Somehow extracting summary statistics of tables quickly using SQL
I worked with a large table, with a thousand numeric columns, and some of them were dodgy and I wanted to know which. It would help to find basic summary statistics, like the min, max and mean of each column, so let’s do that now.
What to do? Link to heading
I really didn’t want to do this:
select
min(c1),
max(c1),
mean(c1),
min(c2),
max(c2),
mean(c2),
min(c3)
-- and so on for 1000 columns
from xyz
The alternate idea: write SQL, that generates SQL!
What does this mean? Here’s a code snippet, written in PostgreSQL:
SELECT 'select \'spacer\' AS column_name, 0 AS min_value, 0 as avg_value,
0 as max_value, 0 as n_nulls, 0 as n_non_nulls, 0 as n_rows' union all
SELECT
'union all select \'' || "column" || '\', min(' ||
"column" || '), avg(cast(' ||
"column" || ' as float)), max(' ||
"column" || '), sum(case when ' ||
"column" || ' is null then 1 else 0 end) n_nulls, count(1) - sum(case when ' ||
"column" || ' is null then 1 else 0 end) n_non_nulls, count(1) n_rows from ' || tablename
FROM pg_table_def
WHERE tablename = 'XYZ'
and type in ('integer', 'real');
If you run this statement, the output will be a table. Copy-paste the table into a new editor and you’ll see a SQL statement. Run this statement to get your summary statistics! Just remember to modify the WHERE clause to use the table name you are interested in.
How does it work? The statement uses the pg_table_def
table to find the column names in your table. It checks which ones are numeric, then constructs an elaborate string concatenation to generate a SQL query.
No typing required! Once you get the basic idea, you can extend the code above to only include particular metrics that you are interested. Above we find the
- min
- max
- average
- number of nulls
- number of non-nulls
- total number of rows
for each column, but there are plenty more that you could include, like
- number of zeros
- median
- standard deviation / variance
- distribution
- percentiles (5th percentile, 25th percentile, 75th percentile, 95th percentile)
- percentage of outliers (numbers over a certain value
Just be careful if you have large data. The metrics that require sorting to work will be slow (like the median or percentiles) so you might have to do without those (or use a sortkey).
Benefits Link to heading
I’m finding this method of writing SQL very useful. I’ve found four main benefits:
- I type way less SQL
- I make less mistakes in my queries
- I’m way more likely to calculate summary statistics for my tables, which leads to
- being more likely to find errors in my data
This last point is the big one.

Job 1: Could you extract the passage of the SQL article from "No typing required!" to "percentile, 95th percentile)", word for word?
The article and the records are unrelated material.

Data listing:

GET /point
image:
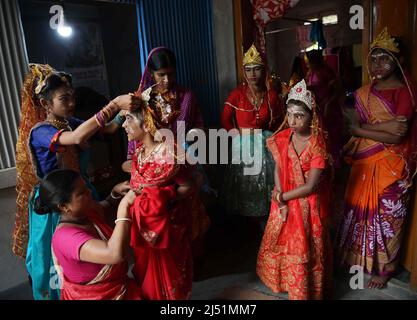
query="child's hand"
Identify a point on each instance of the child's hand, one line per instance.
(283, 212)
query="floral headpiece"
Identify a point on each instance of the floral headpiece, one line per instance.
(299, 92)
(385, 41)
(252, 56)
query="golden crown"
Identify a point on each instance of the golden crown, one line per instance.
(252, 56)
(385, 41)
(40, 72)
(299, 92)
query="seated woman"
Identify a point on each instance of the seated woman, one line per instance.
(88, 255)
(161, 213)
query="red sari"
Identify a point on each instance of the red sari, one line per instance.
(295, 256)
(160, 229)
(111, 283)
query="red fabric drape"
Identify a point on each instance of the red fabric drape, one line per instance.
(265, 11)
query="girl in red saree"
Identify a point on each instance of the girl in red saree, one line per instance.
(161, 218)
(88, 255)
(381, 154)
(295, 253)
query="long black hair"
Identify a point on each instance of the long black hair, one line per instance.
(162, 59)
(55, 189)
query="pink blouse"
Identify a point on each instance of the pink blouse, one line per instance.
(66, 244)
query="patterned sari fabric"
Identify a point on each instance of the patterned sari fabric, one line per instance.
(160, 229)
(295, 255)
(111, 283)
(377, 194)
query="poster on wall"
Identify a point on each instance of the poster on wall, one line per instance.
(85, 59)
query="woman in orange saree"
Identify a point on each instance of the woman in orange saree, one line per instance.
(161, 217)
(381, 153)
(295, 253)
(88, 254)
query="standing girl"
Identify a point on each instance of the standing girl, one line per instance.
(382, 153)
(295, 253)
(49, 138)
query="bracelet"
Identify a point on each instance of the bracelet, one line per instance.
(123, 219)
(99, 118)
(107, 113)
(278, 197)
(116, 198)
(119, 119)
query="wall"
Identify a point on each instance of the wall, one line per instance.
(117, 25)
(224, 47)
(284, 44)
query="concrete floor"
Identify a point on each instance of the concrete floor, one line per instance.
(226, 271)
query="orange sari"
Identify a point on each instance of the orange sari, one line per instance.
(295, 255)
(377, 194)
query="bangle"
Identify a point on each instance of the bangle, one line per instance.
(123, 219)
(99, 119)
(107, 113)
(117, 106)
(278, 197)
(118, 119)
(114, 197)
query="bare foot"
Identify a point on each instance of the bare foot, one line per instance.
(378, 282)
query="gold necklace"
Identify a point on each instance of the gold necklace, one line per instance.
(256, 104)
(302, 140)
(154, 150)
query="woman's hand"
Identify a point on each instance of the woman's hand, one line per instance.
(128, 102)
(121, 188)
(125, 203)
(397, 127)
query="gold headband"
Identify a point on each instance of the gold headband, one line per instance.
(40, 72)
(385, 41)
(252, 56)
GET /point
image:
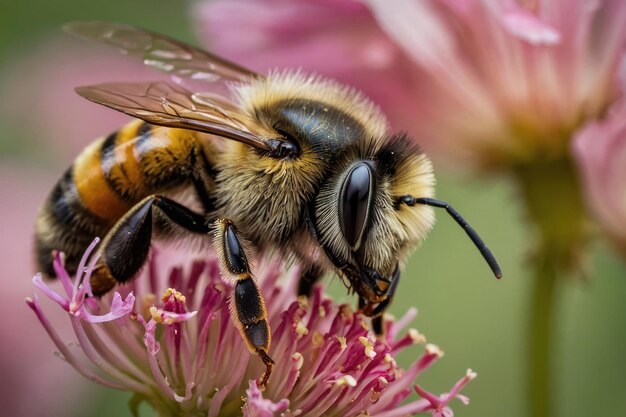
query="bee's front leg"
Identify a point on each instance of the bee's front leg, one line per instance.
(375, 311)
(249, 309)
(124, 250)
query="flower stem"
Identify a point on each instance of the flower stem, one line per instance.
(540, 333)
(555, 207)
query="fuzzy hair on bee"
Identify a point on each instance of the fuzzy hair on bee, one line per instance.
(288, 163)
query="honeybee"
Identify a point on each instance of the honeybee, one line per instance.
(293, 163)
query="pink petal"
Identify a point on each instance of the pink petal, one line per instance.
(257, 406)
(119, 309)
(528, 27)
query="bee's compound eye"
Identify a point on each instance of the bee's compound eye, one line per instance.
(356, 199)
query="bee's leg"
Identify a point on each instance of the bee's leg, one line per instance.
(308, 278)
(125, 248)
(249, 310)
(376, 312)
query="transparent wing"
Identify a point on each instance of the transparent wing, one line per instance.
(171, 105)
(161, 52)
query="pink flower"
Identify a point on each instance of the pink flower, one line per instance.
(497, 82)
(513, 78)
(600, 149)
(334, 38)
(170, 340)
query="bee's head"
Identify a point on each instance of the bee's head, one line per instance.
(356, 211)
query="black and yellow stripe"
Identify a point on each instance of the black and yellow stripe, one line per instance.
(108, 178)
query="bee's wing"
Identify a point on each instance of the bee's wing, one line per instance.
(161, 52)
(171, 105)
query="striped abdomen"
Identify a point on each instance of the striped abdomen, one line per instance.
(108, 178)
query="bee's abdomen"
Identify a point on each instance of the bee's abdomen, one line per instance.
(107, 179)
(66, 225)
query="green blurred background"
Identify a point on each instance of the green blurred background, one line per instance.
(478, 321)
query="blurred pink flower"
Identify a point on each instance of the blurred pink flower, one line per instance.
(170, 340)
(334, 38)
(600, 149)
(34, 382)
(516, 77)
(493, 81)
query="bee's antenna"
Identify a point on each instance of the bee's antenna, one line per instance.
(484, 250)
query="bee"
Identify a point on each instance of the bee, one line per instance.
(291, 163)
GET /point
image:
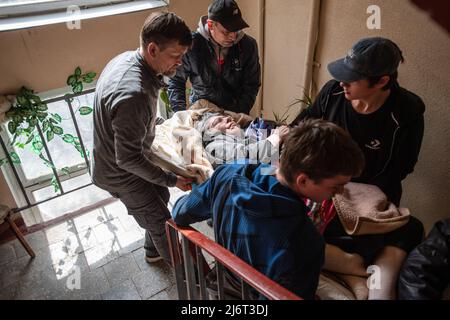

Job 2: Which lines of the records contain the string "wall"? Show each of them in full.

Output 1:
No typing required! Once you get the basic idea, you can extend the code above to only include particular metrics that you are interested. Above we find the
- min
- max
- average
- number of nulls
- number of non-nulls
- total number of rows
for each column, but there are plenty more that you could include, like
- number of zeros
- median
- standard deviation / variance
- distribution
- percentiles (5th percentile, 25th percentile, 75th percentile, 95th percentile)

Output 2:
query="poster on wall"
Identify a point on each instance of the poster on wall, one line per instance.
query="wall"
Identify a point on each instance of the wall, one line per instance.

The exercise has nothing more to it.